### Exercise details
What you write should be the line containing "Target: pen clip" followed by every line after it to the end of the listing, exactly as given, and nothing more.

### Source data
※

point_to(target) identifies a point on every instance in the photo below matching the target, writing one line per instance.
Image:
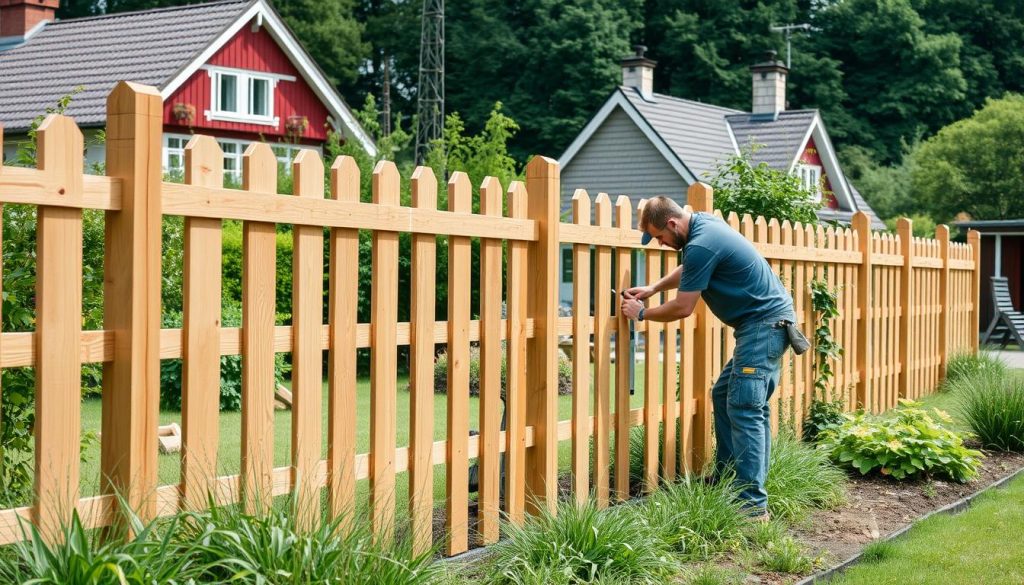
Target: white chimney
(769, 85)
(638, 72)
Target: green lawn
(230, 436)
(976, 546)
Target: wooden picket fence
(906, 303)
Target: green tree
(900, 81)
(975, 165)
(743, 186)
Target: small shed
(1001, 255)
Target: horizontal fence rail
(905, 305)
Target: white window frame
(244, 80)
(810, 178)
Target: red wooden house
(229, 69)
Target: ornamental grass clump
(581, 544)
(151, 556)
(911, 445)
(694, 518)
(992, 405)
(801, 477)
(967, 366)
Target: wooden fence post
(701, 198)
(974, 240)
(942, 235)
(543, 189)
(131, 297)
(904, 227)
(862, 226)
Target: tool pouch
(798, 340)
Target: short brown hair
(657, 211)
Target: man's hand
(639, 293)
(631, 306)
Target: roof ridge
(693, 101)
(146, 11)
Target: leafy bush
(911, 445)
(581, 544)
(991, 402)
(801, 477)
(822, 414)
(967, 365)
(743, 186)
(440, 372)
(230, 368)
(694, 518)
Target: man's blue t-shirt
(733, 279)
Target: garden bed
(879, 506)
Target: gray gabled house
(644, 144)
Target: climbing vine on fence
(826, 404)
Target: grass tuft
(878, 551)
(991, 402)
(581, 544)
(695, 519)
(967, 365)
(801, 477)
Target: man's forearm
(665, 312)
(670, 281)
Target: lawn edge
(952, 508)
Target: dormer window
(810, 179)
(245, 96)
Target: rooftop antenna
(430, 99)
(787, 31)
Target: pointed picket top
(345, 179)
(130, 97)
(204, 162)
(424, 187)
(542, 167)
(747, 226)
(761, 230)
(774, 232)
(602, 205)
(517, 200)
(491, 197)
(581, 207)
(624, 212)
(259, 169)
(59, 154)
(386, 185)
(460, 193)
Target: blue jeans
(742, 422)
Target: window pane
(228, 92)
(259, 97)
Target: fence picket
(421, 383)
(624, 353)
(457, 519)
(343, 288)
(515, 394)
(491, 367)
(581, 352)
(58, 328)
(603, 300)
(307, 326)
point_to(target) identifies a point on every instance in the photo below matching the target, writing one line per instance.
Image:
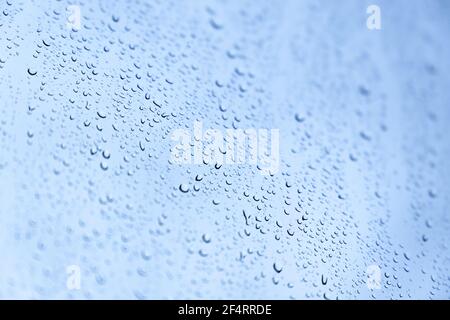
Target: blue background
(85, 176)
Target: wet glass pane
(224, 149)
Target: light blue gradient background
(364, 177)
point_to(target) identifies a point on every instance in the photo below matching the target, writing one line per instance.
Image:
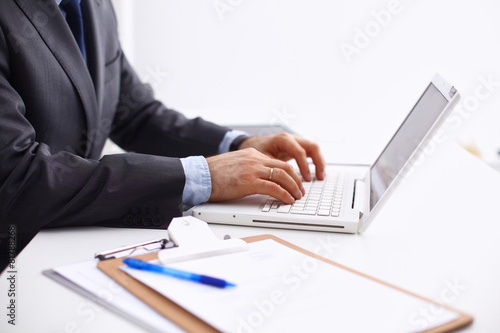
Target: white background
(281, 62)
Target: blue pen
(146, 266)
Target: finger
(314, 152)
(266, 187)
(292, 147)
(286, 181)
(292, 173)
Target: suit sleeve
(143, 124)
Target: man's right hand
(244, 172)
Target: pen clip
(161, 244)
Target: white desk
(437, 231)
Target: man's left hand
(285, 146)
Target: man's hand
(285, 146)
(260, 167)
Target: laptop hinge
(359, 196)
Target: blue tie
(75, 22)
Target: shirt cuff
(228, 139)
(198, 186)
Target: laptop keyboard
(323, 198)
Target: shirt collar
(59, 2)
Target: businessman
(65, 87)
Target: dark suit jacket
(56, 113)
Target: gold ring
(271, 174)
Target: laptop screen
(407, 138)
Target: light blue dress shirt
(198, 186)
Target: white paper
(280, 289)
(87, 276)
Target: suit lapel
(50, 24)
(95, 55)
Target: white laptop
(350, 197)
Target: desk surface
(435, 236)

※

### Task output
Target: pen clip
(161, 244)
Target: white desk
(437, 231)
Target: man's left hand
(285, 146)
Target: man's hand
(285, 146)
(260, 167)
Target: laptop hinge
(359, 196)
Target: blue tie
(75, 22)
Target: shirt cuff
(228, 139)
(198, 186)
Target: laptop keyboard
(323, 198)
Target: shirt collar
(59, 2)
Target: businessman
(65, 87)
Target: dark suit jacket
(56, 113)
Target: gold ring
(271, 174)
Target: laptop screen
(407, 138)
Target: light blue dress shirt
(198, 186)
Target: white paper
(280, 289)
(87, 276)
Target: suit lapel
(50, 24)
(95, 55)
Target: white laptop
(350, 197)
Target: desk surface
(435, 236)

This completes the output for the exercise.